Disney's “Teen Beach 2” (8 p.m.) has 1960s-movie characters
invading modern life.

“Celebrity Family
Feud,” 8 and 8:30 p.m., ABC. One episode has football players, with
the AFC vs. the NFC. The other has the “Dancing With the Stars”
pros against “Bachelor”/”Bachelorette” contestants.

“Humans” debut,
9 p.m., AMC. In some future world, comfy families feel they need a
Synth – a near-human robot. We meet a family that has a new – and
dangerous? -- one and a widowed scientist (William Hurt) who feels
attached to his flawed old one. Adapted from a Swedish series, this
mini-series has already become a hit in England, where it was filmed.

“American Odyssey”
finale, 10 p.m., NBC. Odelle scrambles to get to neutral ground and
expose the officials who claimed she was dead. Back in New York,
Peter and Harrison face the aftershocks.

“Falling Skies”
season-opener, 10 p.m., TNT. Tom (Noah Wyle) succeeded in knocking
out the aliens' power core, but now he's drifting into space, his
life in danger.

TV column for Saturday, June 27

“Saturday Night Live,” 11:29 p.m., NBC.

J.K. Simmons has
ranged from the silliness of insurance commercials to the fierce
intensity of “Oz” and “Whiplash.” So we shouldn't be
surprised that he stepped easily into hosting this rerun.

• [Records shown]
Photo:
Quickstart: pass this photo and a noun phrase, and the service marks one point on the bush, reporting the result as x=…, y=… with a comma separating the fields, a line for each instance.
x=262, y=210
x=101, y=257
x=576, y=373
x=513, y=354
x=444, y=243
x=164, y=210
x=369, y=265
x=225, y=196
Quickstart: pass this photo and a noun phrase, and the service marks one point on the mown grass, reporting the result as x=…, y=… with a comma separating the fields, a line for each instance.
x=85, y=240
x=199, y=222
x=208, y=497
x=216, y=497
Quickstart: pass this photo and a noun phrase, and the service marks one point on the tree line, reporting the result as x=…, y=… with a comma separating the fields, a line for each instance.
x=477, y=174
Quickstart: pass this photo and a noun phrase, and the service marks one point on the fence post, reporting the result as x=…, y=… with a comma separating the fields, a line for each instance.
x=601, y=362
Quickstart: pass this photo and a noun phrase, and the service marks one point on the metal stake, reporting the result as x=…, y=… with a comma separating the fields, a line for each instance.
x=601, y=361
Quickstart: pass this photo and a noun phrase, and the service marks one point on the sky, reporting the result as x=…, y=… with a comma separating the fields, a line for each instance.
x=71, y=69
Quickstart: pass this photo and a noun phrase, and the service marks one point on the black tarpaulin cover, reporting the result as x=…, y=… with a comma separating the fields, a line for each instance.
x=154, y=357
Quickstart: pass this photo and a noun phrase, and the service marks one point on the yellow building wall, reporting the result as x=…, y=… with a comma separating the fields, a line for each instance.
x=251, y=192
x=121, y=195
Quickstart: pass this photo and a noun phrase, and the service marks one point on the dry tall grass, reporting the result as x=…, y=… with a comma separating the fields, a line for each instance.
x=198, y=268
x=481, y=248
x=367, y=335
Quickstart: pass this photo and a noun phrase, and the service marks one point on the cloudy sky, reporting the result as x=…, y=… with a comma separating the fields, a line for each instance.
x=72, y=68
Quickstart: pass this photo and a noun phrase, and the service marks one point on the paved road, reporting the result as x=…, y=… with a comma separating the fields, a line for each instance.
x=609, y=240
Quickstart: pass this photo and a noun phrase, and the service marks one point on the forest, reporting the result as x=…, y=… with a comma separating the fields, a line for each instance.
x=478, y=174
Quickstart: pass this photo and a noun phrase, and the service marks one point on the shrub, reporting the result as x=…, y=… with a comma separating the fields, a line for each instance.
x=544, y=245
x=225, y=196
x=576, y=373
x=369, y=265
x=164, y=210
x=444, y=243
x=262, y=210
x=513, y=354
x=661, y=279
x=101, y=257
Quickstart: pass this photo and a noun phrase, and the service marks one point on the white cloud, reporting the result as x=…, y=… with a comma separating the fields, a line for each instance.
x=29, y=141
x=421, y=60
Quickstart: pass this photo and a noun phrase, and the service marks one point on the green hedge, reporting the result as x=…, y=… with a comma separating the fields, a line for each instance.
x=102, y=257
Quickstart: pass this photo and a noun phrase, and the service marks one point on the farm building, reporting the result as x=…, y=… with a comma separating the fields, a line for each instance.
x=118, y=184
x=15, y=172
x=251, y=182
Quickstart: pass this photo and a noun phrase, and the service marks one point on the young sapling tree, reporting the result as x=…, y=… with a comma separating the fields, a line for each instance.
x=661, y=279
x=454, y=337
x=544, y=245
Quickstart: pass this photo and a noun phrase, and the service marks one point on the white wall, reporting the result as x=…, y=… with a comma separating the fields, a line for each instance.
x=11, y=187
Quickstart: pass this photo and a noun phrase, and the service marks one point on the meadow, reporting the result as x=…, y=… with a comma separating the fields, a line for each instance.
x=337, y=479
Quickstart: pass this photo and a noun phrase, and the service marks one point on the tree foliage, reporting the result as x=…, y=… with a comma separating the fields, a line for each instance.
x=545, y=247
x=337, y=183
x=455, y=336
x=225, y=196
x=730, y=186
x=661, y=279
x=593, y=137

• [Exercise instructions]
• A. List every program in the TV listings column that is given both an airtime and a network, along with that time and network.
• B. Answer these from the TV listings column:
(i) What kind of series was "Humans" adapted from?
(ii) Which groups face each other in the "Celebrity Family Feud" episode that doesn't feature football players?
(iii) Who hosts the "Saturday Night Live" rerun?
• C. Write the next part of the TV listings column.

• [Responses to the tasks]
• A.
"Celebrity Family Feud": 8 and 8:30 p.m., ABC
"Humans": 9 p.m., AMC
"American Odyssey": 10 p.m., NBC
"Falling Skies": 10 p.m., TNT
"Saturday Night Live": 11:29 p.m., NBC

• B.
(i) A Swedish series.
(ii) The "Dancing With the Stars" pros and "Bachelor"/"Bachelorette" contestants.
(iii) J.K. Simmons.

• C.
Simmons did a
version of his “Whiplash” character, berating drummers ... until
former “SNL” guy Fred Armisen showed some genuine talent. That
followed a weak opener (Richard Sherman and Marshawn Lynch on Super
Bowl eve), part of a mixed night. The lows were lame, the highs
included a “Teachers Snow Day” video and the hilarious Jebidiah
Atkinson (Taran Killam) attacking the Grammys.

II: “A Country Wedding,” 9-11 p.m., Hallmark.

A country-music
singer (Jesse Metcalfe) is preparing to marry a gorgeous movie star.
First, he returns to sell his family farm, a place he hasn't been for
decades. Next door, his childhood friend (Autumn Reeser) has a rescue
ranch that's being foreclosed.

You can probably
guess the rest; Hallmark doesn't like surprises. The real surprise,
however, is Metcalfe. First known as the teen hunk on “Desperate
Housewives,” then the star of the new version of “Dallas,” he
emerges as a solid singer, debuting three excellent country songs.

ALTERNATIVE: “Scream” marathon, 7 p.m., MTV.

On Tuesday, MTV will
launch its “Scream” series, with a new generation of teens being
scared and/or killed in Lakewood. First, however, we can revisit the
1996 original, which had Kevin Williamson's witty script, Wes
Craven's sharp direction and a terrific young cast.

That's followed by a
preview of the series at 9:30 p.m. and then the sequels at 9:38 p.m.
(1997), 1 a.m. (2000) and 3:30 a.m. (2011). If that seems too late
for screaming – it is, you know – then catch the four films
Sunday at 12:45, 3:40, 7:08 and 9:30 p.m.

Other choices

“Teen Beach 2,”
11 a.m., Disney. Here's a second chance to see this film, which
debuted Friday (and also airs at 8 p.m. Sunday). The original film
had modern surfers somehow end up inside a 1960s beach musical,
altering its plot. In the sequel, the characters from the movie visit
them in real life.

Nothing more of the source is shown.